# Challenge:
In the part of the listing that opens with the line containing "of the baseball" and closes with the line containing "Query: school building", replace "set one pin" with "place one marker" and write out only those lines, keeping everything else the same.

** Start Supplied records **

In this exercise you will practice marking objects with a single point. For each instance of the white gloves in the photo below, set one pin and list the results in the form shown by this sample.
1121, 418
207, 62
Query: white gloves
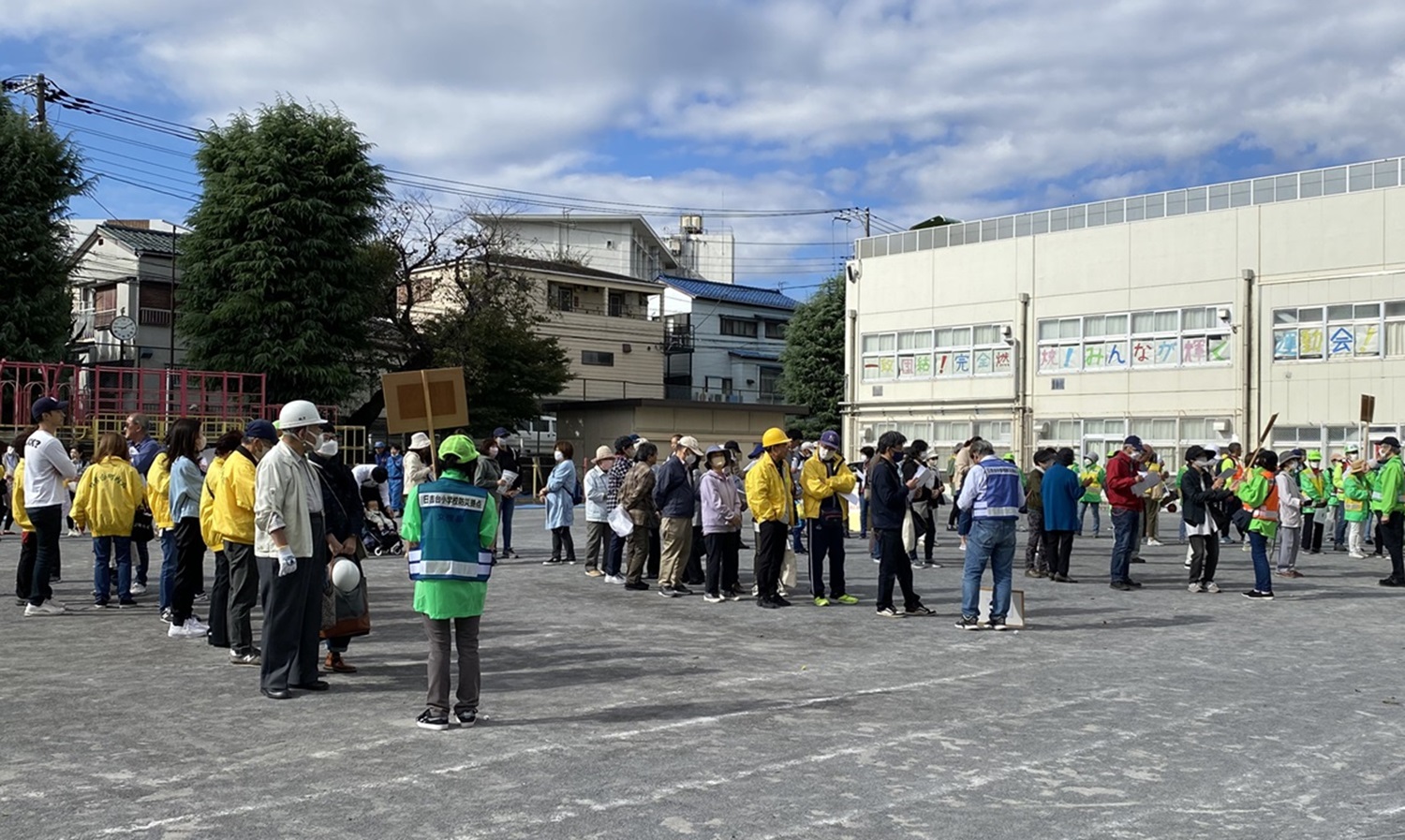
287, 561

** End Supplied records **
** Start Supplied records **

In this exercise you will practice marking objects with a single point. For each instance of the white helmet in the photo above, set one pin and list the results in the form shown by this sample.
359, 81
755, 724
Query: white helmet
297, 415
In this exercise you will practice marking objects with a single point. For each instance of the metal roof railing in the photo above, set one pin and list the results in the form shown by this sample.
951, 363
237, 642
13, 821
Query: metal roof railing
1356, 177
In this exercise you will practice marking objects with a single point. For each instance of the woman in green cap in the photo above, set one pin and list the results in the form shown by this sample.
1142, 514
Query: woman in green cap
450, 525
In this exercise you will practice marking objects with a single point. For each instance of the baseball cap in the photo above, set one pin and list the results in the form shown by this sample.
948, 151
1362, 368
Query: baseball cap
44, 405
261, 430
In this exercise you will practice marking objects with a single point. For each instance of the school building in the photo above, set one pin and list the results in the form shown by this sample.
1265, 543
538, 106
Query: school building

** End Supplied records **

# Worked solution:
In this exercise you will practice marking objects with a single point. For each instance of the baseball cap in the photo above, place one marker and list the results in the form shown by this sample.
948, 151
1362, 368
Query: baseball cap
44, 405
261, 430
In this exercise you will practice marking objects with a single point. For each instance of the school building in the photo above, place one marker and list the results in the form shown by this sample.
1265, 543
538, 106
Query: school building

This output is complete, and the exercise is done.